++++ Given passage ++++

Home sales dip dramatically in weeks after foreign buyers tax
Realtors, investors and property owners are already seeing the effects of the foreign homebuyers tax introduced earlier this month, new data suggests.
The number of homes sold in the Vancouver area so far this month is dramatically lower than in August 2015, suggesting the new tax may have halted sales or encouraged house hunters to look elsewhere.
According to new numbers released to realtors and obtained by CTV News, sales have dipped as much as 84 per cent in some areas when compared to the same period last year. The data is based only on sales from Aug. 1 to Aug. 15.
The steepest declines were found in areas with a historically high percentage of foreign buyers.
In Richmond, only 14 detached homes were sold in the two-week period this year, while 89 were sold at the same time last year.
Year-over-year, sales dropped 71 per cent in the City of Vancouver, where only 39 detached homes were sold this year compared to 135 last year.
The sharp drop-off may be in part due to Metro Vancouver's new tax on foreign buyers , which was passed in late July by the BC Liberals. The tax forces foreign nationals to fork over an additional 15 per cent of the home's value in property transfer taxes, in what the government called an attempt to quell competition local buyers face.
Recently released data showed that foreign buyers make up about 10 per cent of property sales in the area, so at least some kind of decline is to be expected. With the average Vancouver-area residence selling for about $633,000 last month, buyers outside Canada would face an additional tax of more than $99,000.

++++ Given entries ++++

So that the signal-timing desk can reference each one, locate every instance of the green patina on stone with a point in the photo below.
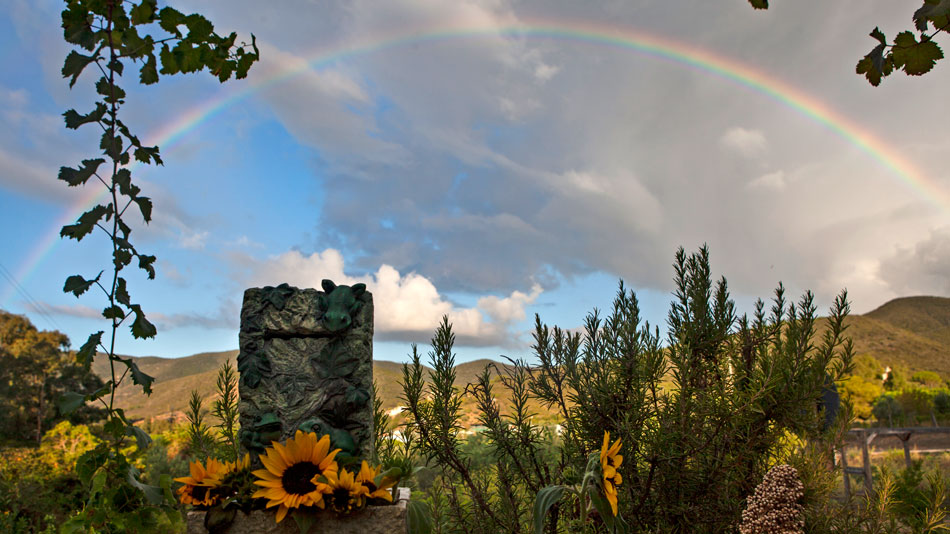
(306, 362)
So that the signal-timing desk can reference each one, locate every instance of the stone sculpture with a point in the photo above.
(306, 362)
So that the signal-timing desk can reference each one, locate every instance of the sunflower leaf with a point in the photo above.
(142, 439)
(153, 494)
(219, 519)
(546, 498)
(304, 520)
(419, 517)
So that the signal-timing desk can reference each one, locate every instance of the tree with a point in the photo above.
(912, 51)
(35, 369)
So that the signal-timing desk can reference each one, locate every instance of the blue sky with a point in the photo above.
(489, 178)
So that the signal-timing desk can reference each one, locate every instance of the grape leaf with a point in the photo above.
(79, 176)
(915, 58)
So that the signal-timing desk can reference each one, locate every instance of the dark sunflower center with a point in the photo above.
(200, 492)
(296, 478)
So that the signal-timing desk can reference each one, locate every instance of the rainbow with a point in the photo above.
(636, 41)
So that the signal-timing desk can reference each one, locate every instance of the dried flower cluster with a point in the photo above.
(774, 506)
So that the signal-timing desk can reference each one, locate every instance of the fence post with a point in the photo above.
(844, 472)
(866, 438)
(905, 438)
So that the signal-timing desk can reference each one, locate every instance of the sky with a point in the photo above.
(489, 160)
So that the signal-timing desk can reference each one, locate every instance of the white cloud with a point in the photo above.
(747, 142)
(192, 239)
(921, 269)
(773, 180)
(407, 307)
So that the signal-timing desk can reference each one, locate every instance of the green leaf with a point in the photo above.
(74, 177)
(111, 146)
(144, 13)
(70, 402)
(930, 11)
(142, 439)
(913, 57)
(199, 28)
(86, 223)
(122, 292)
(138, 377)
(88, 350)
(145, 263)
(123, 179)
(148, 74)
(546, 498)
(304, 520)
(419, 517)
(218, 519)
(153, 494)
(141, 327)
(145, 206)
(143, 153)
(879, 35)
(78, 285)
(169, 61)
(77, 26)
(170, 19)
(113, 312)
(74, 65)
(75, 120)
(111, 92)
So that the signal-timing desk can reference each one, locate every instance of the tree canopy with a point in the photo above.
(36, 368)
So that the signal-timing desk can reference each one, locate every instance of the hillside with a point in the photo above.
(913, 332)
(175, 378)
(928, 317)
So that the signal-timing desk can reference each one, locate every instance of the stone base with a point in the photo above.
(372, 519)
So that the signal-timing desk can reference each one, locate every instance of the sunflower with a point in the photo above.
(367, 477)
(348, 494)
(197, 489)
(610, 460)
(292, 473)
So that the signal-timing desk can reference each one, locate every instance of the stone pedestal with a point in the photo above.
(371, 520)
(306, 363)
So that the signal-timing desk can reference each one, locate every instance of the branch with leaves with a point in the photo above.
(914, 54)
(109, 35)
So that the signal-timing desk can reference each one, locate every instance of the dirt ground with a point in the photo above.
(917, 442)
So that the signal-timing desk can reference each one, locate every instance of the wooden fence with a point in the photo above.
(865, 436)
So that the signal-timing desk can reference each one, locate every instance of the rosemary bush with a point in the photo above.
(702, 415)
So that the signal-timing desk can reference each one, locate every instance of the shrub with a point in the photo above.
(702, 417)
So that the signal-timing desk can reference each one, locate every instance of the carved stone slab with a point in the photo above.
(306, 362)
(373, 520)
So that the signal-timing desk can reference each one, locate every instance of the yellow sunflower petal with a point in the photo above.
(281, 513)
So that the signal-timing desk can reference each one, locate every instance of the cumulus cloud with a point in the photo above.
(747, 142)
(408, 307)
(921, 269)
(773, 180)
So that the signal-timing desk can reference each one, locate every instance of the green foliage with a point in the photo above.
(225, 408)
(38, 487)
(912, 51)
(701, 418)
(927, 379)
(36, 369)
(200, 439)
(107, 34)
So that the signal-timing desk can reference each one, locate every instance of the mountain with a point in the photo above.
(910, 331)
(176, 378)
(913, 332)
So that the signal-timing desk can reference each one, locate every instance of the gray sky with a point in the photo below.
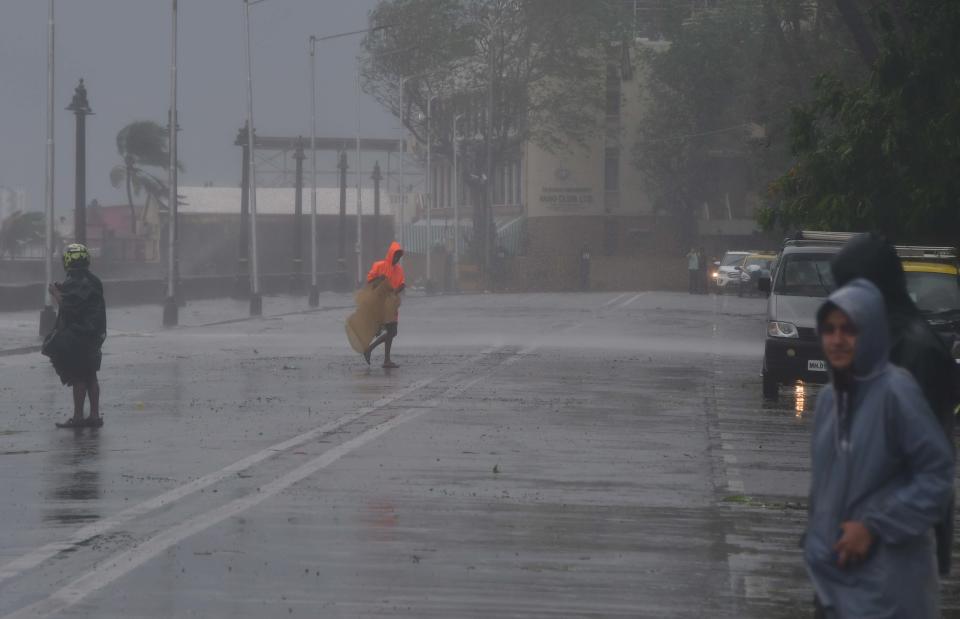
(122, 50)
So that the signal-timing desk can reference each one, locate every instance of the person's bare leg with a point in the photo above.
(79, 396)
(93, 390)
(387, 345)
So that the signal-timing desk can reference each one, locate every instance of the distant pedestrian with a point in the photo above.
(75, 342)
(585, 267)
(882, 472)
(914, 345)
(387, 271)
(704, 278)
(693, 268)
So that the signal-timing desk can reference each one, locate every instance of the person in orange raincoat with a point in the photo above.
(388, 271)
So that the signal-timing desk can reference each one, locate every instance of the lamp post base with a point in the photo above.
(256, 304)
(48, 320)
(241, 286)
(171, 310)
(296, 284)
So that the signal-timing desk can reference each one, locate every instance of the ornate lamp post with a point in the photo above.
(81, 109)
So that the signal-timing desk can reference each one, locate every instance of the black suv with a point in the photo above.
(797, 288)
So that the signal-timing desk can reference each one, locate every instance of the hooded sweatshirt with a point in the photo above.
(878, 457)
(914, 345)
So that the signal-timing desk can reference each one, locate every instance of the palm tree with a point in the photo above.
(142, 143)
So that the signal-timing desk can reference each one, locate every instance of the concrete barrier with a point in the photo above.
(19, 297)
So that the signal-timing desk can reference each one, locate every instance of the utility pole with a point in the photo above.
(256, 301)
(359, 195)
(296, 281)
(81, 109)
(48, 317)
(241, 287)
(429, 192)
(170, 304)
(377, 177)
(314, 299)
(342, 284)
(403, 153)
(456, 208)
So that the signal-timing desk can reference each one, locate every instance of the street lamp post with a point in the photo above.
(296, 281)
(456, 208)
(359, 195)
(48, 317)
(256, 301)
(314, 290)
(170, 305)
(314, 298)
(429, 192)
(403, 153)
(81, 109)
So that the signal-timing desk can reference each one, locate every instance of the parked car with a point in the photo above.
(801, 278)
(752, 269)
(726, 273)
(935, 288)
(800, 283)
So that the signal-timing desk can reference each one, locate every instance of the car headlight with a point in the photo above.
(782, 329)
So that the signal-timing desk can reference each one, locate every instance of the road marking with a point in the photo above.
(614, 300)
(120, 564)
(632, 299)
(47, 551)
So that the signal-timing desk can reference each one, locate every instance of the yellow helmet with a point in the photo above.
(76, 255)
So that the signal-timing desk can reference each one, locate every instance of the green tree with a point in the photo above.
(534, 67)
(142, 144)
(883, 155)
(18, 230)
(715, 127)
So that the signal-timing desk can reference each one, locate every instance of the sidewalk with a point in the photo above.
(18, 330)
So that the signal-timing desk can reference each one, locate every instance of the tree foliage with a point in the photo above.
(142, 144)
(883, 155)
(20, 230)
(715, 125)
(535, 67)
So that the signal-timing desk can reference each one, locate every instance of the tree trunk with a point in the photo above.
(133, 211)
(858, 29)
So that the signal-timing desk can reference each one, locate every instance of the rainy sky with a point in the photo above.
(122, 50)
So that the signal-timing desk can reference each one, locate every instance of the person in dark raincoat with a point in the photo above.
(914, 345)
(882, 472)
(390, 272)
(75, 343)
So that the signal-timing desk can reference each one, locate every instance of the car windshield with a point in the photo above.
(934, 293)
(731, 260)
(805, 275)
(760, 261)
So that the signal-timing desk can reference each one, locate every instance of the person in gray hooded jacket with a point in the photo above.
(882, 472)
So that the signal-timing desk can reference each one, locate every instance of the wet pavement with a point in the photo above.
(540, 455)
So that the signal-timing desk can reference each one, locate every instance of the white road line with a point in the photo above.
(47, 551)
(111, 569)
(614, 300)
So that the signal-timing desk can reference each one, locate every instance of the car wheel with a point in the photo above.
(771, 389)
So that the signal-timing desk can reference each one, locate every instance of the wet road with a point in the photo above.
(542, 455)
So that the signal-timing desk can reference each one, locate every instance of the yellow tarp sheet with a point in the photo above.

++++

Required tasks:
1/ According to the home sales article, how many detached homes were sold in Richmond between Aug. 1 and Aug. 15 this year?
2/ Reproduce the home sales article from "The number of" through "135 last year.".
3/ Pick up the article on home sales after the foreign buyers tax, and continue it from its final sentence.

Answers to the exercises:
1/ 14

2/
The number of homes sold in the Vancouver area so far this month is dramatically lower than in August 2015, suggesting the new tax may have halted sales or encouraged house hunters to look elsewhere.
According to new numbers released to realtors and obtained by CTV News, sales have dipped as much as 84 per cent in some areas when compared to the same period last year. The data is based only on sales from Aug. 1 to Aug. 15.
The steepest declines were found in areas with a historically high percentage of foreign buyers.
In Richmond, only 14 detached homes were sold in the two-week period this year, while 89 were sold at the same time last year.
Year-over-year, sales dropped 71 per cent in the City of Vancouver, where only 39 detached homes were sold this year compared to 135 last year.

3/
Realtor Ian Tang said he's seen a dip in the number of offers made since the tax came into effect.
"The market was already slowing and plateauing based on prices getting too high and it being summer, then they implemented a tax that created a lot of uncertainty in the market," he said.
"It's made buyers very wary and a bit hesitant to purchase."
The additional expense may be pushing those buyers out of the Metro area, and the British Columbia Real Estate Association is already seeing an increase in sales elsewhere in the province.
Cameron Muir, chief economist for the BCREA, said the drop in home sales in Vancouver has been offset by increases in Victoria, Chilliwack and the Okanagan. Although the tax may redirect foreign buyers outside of Vancouver, he doesn't expect the tax to impact the province overall.
"The market is being driven by people who live, work and raise their families in these communities," he told CTV News.
Muir said the tax is likely to continue to affect Vancouver sales, but that the Metro Vancouver market showed signs of cooling even before it was introduced.
"The trend is going to have a much sharper drop-off as we see the foreign buying activity drop out of the marketplace, but overall the market has been out of balance for quite some time."
However, Muir added that two weeks of data likely isn't enough to make any sweeping assertions.
The tax has shifted its prediction, but the BCREA still expects 2016 to be a record-breaking year for residential sales. The association credits B.C.'s strong economy, migration patterns and increase in housing starts.
The BCREA predicts the province's sales will climb 10.4 per cent from last year's total, with approximately 113,000 units sold.
The group does expect the demand to cool off, and predicts sales across B.C. will decline next year by about 8 per cent (104,000 units).
Though the number of sales may decrease slightly, the average price is forecasted to increase by 11 per cent to $706,900.
For Metro Vancouver, the BCREA predicts the number of sales in 2016 will drop by 1 per cent from last year, and another 6.6 per cent in 2017.
Similar to trends forecasted for the entire province, the average MLS price in the Metro area will still increase. The association expects an average price of $1.03 million (14.1 per cent increase) this year, and $1.09 million next year (a 5.8 per cent increase).
"For those who are thinking that a tax on foreign buying is somehow going to make housing magically more affordable, they're going to be sorely disappointed," Muir said.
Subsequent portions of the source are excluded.